[START]

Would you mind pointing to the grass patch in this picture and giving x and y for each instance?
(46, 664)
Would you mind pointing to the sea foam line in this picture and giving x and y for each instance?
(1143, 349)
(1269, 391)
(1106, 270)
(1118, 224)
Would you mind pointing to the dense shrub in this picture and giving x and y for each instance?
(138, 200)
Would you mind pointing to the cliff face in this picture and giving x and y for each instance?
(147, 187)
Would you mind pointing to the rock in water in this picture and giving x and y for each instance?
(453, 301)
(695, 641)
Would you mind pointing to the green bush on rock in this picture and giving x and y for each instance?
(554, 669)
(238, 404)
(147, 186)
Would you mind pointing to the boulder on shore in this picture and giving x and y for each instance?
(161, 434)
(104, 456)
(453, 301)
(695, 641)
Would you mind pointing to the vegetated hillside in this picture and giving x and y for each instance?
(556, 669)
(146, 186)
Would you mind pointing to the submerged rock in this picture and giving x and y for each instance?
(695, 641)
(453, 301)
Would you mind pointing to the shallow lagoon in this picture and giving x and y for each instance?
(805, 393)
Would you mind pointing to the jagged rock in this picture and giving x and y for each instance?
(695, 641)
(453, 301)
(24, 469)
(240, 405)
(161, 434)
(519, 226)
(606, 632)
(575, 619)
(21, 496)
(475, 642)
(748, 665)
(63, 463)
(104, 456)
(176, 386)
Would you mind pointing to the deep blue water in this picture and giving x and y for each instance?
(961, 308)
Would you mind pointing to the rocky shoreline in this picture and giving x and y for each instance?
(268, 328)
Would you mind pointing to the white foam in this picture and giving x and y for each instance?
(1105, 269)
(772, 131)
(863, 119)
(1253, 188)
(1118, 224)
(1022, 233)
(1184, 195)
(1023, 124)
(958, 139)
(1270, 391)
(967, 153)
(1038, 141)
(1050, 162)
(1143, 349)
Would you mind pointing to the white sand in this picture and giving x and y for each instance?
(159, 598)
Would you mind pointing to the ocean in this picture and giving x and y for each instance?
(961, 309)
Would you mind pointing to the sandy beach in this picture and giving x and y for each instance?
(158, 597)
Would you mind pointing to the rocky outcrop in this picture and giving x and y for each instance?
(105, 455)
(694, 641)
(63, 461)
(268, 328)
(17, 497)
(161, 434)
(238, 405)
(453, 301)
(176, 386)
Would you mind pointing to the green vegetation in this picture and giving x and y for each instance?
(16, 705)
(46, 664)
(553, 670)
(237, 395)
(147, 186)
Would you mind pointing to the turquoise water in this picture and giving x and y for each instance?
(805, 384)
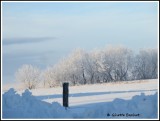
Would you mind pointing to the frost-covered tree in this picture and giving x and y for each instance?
(146, 64)
(29, 75)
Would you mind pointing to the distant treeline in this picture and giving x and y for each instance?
(110, 64)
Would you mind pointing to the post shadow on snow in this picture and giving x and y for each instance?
(88, 94)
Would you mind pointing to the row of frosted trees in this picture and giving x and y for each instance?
(110, 64)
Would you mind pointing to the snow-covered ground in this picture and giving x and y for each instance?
(132, 99)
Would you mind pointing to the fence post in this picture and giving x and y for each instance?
(65, 94)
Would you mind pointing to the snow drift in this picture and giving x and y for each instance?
(28, 106)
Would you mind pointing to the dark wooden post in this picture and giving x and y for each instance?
(65, 94)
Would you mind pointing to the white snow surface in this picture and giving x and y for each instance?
(133, 99)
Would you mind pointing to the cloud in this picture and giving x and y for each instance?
(7, 41)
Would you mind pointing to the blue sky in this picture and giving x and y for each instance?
(41, 33)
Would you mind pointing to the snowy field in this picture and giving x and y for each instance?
(132, 99)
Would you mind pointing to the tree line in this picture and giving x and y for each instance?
(109, 64)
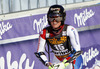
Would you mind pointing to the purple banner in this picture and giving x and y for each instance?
(20, 55)
(31, 25)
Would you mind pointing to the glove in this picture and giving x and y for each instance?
(61, 65)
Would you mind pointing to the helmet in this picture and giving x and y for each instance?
(56, 10)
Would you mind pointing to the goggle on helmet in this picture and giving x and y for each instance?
(56, 12)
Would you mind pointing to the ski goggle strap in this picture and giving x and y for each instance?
(58, 19)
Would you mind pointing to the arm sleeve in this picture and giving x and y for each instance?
(74, 37)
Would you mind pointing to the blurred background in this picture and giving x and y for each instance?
(9, 6)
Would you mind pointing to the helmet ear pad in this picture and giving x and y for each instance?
(61, 11)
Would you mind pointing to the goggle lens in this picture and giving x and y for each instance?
(58, 19)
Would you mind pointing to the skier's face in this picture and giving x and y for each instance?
(55, 22)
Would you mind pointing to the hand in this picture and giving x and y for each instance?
(61, 65)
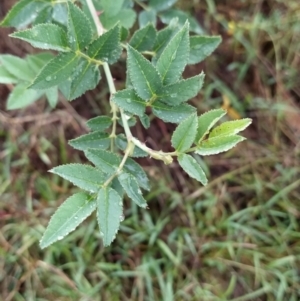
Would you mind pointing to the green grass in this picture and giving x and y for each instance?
(236, 239)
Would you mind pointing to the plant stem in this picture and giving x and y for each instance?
(128, 151)
(159, 155)
(95, 17)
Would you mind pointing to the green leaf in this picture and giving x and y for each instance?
(109, 214)
(67, 217)
(85, 77)
(85, 177)
(125, 17)
(145, 121)
(115, 184)
(216, 145)
(184, 135)
(174, 114)
(192, 168)
(201, 47)
(132, 189)
(206, 121)
(95, 139)
(100, 123)
(182, 91)
(129, 101)
(44, 16)
(56, 71)
(6, 77)
(230, 128)
(175, 56)
(107, 47)
(106, 161)
(112, 8)
(44, 36)
(138, 172)
(17, 67)
(121, 143)
(160, 5)
(38, 61)
(163, 38)
(147, 16)
(60, 14)
(23, 13)
(167, 16)
(52, 96)
(22, 97)
(144, 77)
(144, 38)
(79, 28)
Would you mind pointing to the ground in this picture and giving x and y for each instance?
(236, 239)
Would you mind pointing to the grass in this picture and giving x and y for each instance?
(236, 239)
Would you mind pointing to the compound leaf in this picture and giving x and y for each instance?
(79, 28)
(138, 172)
(169, 15)
(44, 36)
(96, 139)
(17, 67)
(56, 71)
(100, 123)
(83, 176)
(147, 16)
(182, 91)
(109, 214)
(131, 187)
(174, 114)
(52, 96)
(144, 38)
(230, 128)
(106, 161)
(206, 121)
(121, 143)
(130, 102)
(107, 47)
(67, 217)
(6, 77)
(112, 8)
(175, 56)
(216, 145)
(144, 77)
(201, 47)
(125, 17)
(85, 77)
(192, 168)
(160, 5)
(184, 135)
(163, 37)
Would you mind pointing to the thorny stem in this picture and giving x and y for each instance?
(159, 155)
(128, 151)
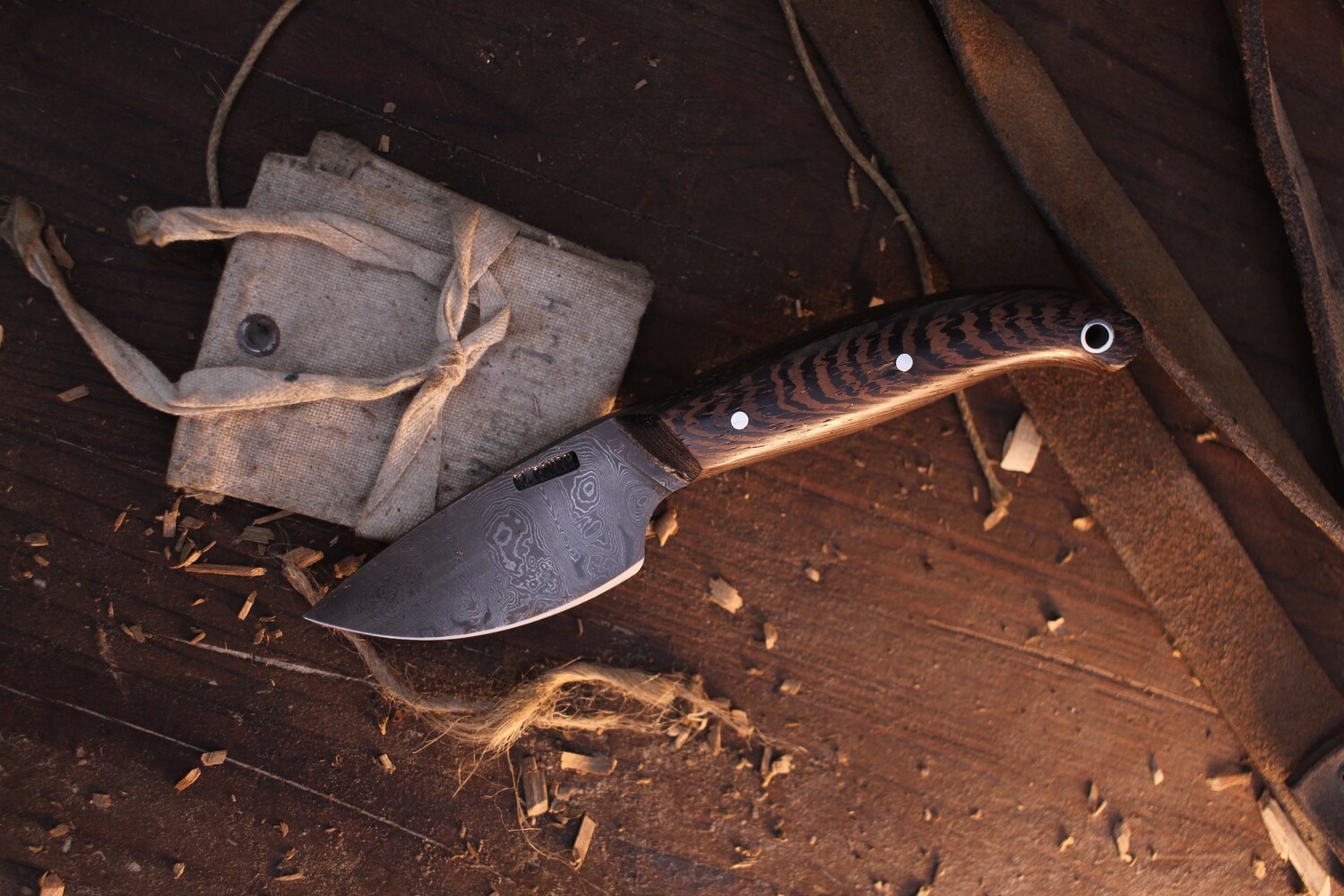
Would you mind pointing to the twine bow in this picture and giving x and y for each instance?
(406, 482)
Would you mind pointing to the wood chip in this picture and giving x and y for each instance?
(781, 766)
(347, 565)
(725, 595)
(255, 535)
(666, 527)
(1120, 833)
(771, 634)
(1228, 782)
(1289, 847)
(50, 884)
(171, 519)
(588, 764)
(56, 249)
(1021, 446)
(304, 557)
(1096, 805)
(187, 780)
(535, 802)
(271, 517)
(582, 841)
(220, 568)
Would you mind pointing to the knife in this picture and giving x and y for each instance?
(569, 522)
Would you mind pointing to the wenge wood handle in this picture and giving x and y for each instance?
(881, 363)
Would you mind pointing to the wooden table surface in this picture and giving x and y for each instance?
(949, 737)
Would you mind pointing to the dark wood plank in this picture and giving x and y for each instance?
(927, 678)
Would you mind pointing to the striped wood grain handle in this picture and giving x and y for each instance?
(884, 362)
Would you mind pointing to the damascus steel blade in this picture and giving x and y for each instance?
(551, 532)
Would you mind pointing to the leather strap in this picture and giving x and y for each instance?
(894, 70)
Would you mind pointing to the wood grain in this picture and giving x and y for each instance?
(930, 683)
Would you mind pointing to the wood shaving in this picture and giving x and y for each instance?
(347, 565)
(582, 841)
(50, 884)
(304, 557)
(771, 634)
(535, 802)
(169, 519)
(725, 595)
(1096, 805)
(1120, 831)
(56, 249)
(187, 780)
(666, 527)
(781, 766)
(1228, 782)
(588, 764)
(218, 568)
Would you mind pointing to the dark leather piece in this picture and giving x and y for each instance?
(895, 74)
(1314, 252)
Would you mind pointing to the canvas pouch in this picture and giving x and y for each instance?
(418, 341)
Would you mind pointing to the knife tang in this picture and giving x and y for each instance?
(874, 366)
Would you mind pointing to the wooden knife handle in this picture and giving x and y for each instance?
(881, 363)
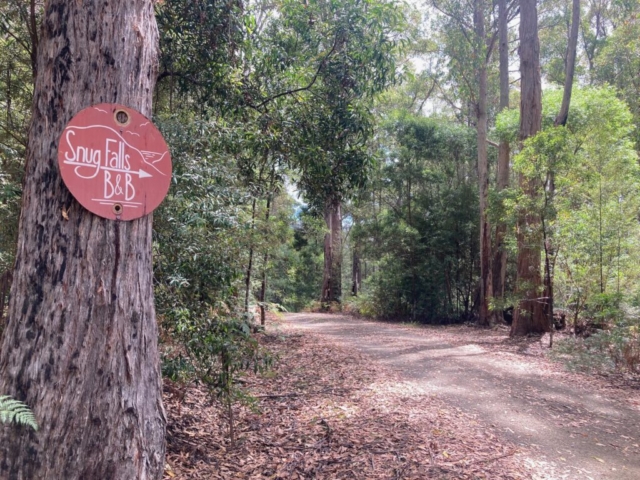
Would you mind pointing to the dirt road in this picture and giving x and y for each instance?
(572, 427)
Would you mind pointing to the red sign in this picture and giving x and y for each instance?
(114, 161)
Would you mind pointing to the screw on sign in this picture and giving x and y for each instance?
(114, 161)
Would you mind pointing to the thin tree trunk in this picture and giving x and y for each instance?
(263, 287)
(570, 64)
(502, 174)
(356, 272)
(249, 272)
(332, 275)
(80, 346)
(560, 120)
(486, 279)
(529, 317)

[END]

* Exercise *
Exactly as written, give again every line from the one containing "Would you mind pointing to the knife tang" through the last line of the material, both included, with the pictures left out.

* Written reply *
Would you mind pointing to the knife tang in this picture and giving x and y for each instance?
(874, 366)
Would you mind pointing to the wooden knife handle in this picture and giving x and y for each instance?
(881, 363)
Would you mind pointing to the dirt road in this picture and giving x and y for each instance?
(572, 427)
Would you mind pointing to the red sign in this picture and giving x and y for each instance?
(114, 161)
Would you mind pointing to the screw on sign in this picture and giving x and y for each instance?
(114, 161)
Would you mind pointing to the thin tree trunk in this picture and giving x and y for each instance?
(263, 287)
(570, 64)
(502, 174)
(356, 272)
(249, 272)
(332, 275)
(80, 346)
(560, 120)
(486, 279)
(529, 317)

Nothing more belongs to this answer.